The records that follow need to be output exactly as they are.

Dataset records below:

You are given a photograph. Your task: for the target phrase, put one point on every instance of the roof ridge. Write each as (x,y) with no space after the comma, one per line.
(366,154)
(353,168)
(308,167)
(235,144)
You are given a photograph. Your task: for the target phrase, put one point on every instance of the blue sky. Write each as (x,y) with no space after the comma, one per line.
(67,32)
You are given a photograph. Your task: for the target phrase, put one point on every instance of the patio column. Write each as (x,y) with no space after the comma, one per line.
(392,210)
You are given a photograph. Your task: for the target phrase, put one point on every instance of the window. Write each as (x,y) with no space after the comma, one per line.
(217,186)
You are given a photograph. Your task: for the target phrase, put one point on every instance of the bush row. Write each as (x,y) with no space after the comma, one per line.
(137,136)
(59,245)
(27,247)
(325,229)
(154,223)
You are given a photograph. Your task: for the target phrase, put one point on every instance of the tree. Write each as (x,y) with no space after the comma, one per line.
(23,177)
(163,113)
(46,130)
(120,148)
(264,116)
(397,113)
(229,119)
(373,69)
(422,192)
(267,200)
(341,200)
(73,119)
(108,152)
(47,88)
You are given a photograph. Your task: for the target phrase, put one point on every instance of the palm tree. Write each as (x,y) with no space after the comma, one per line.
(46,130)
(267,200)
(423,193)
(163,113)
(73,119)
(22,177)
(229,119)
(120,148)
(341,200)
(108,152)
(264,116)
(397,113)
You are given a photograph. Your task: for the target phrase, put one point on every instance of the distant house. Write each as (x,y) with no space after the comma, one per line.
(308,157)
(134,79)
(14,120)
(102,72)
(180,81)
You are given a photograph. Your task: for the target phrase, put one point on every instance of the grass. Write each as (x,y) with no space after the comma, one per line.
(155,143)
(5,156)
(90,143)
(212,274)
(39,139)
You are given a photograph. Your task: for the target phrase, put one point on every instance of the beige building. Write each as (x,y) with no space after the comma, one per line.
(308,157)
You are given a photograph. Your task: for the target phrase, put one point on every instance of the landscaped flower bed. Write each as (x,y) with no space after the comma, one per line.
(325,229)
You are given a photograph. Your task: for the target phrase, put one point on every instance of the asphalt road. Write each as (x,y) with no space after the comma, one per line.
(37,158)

End of Dataset records.

** Response to the exercise **
You are given a photograph. Your task: for the target phrase, put one point on every instance of the roof ridge. Write each as (x,y) with no space after the comma, one per line.
(366,154)
(353,168)
(308,167)
(235,144)
You are given a photograph. Your task: for the target phrase, put one point on every instance of the blue sky. Write each as (x,y) with no space after the comma, one per line.
(67,32)
You are given a photograph. Your task: for the target phrase, put one point on every instance of the patio column. Write each as (x,y) with no space after the comma, one per line.
(392,210)
You are given a photograph. Your task: for the target phrase, put one point on every instance of the window. Write each as (x,y) with no space after the comma, one per line.
(217,186)
You are given a photograph. Your task: for the target phrase, put one point on every instance of the bush row. Write each as (x,y) with no space after the comma, one per line.
(137,136)
(59,245)
(27,247)
(325,229)
(154,223)
You are given a photograph. Your task: for the target phrase, put one point on every instance of the tree. Write each as (x,y) with no space after the comma, one per line.
(23,177)
(163,113)
(46,130)
(120,148)
(264,116)
(397,113)
(229,119)
(373,69)
(422,192)
(267,200)
(341,200)
(73,119)
(108,152)
(47,88)
You are given a photograph. Your task: for the target phrase, put one point on every instance of the palm tree. Write each as (x,y) with no space after the comma, one per line.
(46,130)
(267,200)
(423,193)
(163,113)
(73,119)
(22,177)
(229,119)
(120,148)
(341,200)
(108,152)
(264,116)
(397,113)
You are given a photograph. Your task: for the target phrase, put one point on every instance of the distant house. Write each as (x,y) with no space after the comma, one per line.
(308,157)
(134,79)
(14,120)
(102,72)
(180,81)
You are given a photograph. Your task: for the target phrase, put one point on every instance of the grass. Write each as (x,y) with no space after the comma, one per line.
(155,143)
(5,156)
(90,143)
(212,274)
(39,139)
You are given a photograph. Your task: for the target phrase, put one point on every instance of the beige building. Write each as (x,y) with no space after the comma, one per line.
(308,157)
You are given a photograph. Your task: for the target phrase, put one point on every instance of the landscaped flower bed. Write each as (x,y) with no space after the comma, one per line.
(325,229)
You are given a photograph. Your task: for the target phrase, put one point on every instance of the asphalt road. Write each as (x,y) with no space after the comma, one per line.
(37,158)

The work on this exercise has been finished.